§ DOCUMENT EXCERPT
▽
# What GUN



## elyfishingmaster (Sep 3, 2004)

i am going to start hunting and i am going to buy a gun which kind should i buy

we are going to be hunting in west viginia i am 5'8 155 pounds which guns should I buy i will only be doing deer hunting


----------



## M.Magis (Apr 5, 2004)

You have a lot of choices. I'm fairly certain WV has a minimum caliber of 25, but I'm not positive. You should check the regulations first. All but the biggest rifle calibers are very mild in recoil compared to a shotgun, so no need to be concerned with that. Any caliber of 25 or larger is more than adequate for deer. A 25-06 would be a nice choice. Not too big, but plenty big enough. I could list another dozen calibers that would work great, but it all comes down to preference. A dead deer is a dead deer.


----------



## littleking (Jun 25, 2005)

for shotgun i love my H&R ultra slug hunter... one of the finest for throwing sabot's

as for rifle, like magins said above, lots of choices from 223 to 8mm... common calibers are 30-06, 30-30, 243, 7.62x34, 7.62x54, 308, 300 winmag, 300 shortmag, 7mm (my fav) and 8mm...

if i had my choice it would be a 7mm-08

with the 7mm-08:

# Shoots flatter than the 30-06 Springfield
# 100 yard energy is four times greater than a 44 Magnum revolver
# Recoil is a little more than a 243 Winchester
# Tack driving accuracy is inherited from the 308 Winchester
# Point blank range is over 300 yards (+/-) three inches
# Cheap to reload and brass last longer than most
# Available in lightweight short action rifles
# Versitile! From varmits to moose


----------



## littleking (Jun 25, 2005)

great article on rifle deer hunting

http://www.chuckhawks.com/deer_rifle.htm


----------



## dakotaman (Oct 19, 2005)

If you're only going to buy one and may or may not use it later on down the roas for other things, I would say you can't go wrong with a .270. Great caliber for many uses.


----------



## DZimmer_1 (Jul 3, 2005)
△
§ DATA LINES
▽
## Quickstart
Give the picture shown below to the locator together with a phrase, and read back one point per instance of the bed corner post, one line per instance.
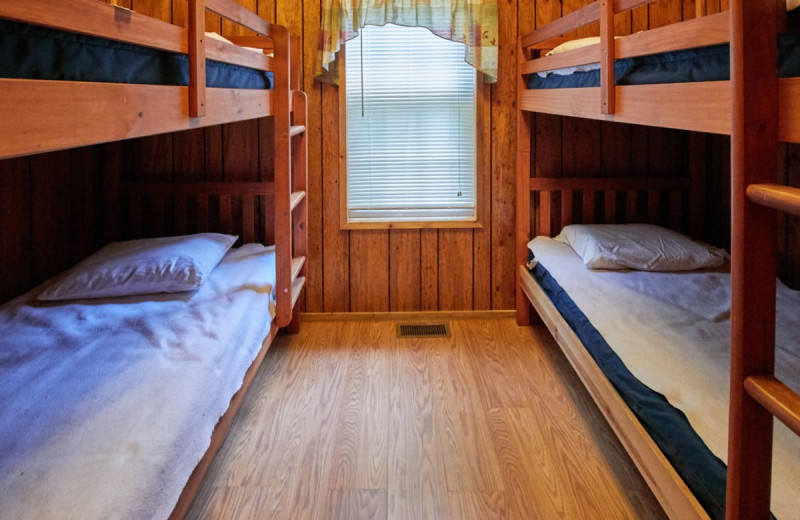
△
§ EXERCISE SET
#1 According to M.Magis's reply in the deer hunting gun thread, why need the buyer not worry about recoil? Answer in one to three sentences.
#2 Write out the part of the deer hunting gun thread from "If you're only" to "for many uses.".

§ EXPECTED RESULTS
#1 The reply says that all but the biggest rifle calibers are very mild in recoil compared to a shotgun. For that reason, recoil is not a concern when choosing a deer rifle.

#2
If you're only going to buy one and may or may not use it later on down the roas for other things, I would say you can't go wrong with a .270. Great caliber for many uses.